> GIVEN INSTRUCTION
Please quote every line of each record below verbatim.

> Dataset items
===

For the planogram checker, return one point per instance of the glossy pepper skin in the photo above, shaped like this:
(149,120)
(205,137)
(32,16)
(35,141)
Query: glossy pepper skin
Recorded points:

===

> TASK OUTPUT
For the planogram checker, return one point per instance of the glossy pepper skin in the photo above, shaped like this:
(149,120)
(205,137)
(32,16)
(35,141)
Query: glossy pepper skin
Recorded points:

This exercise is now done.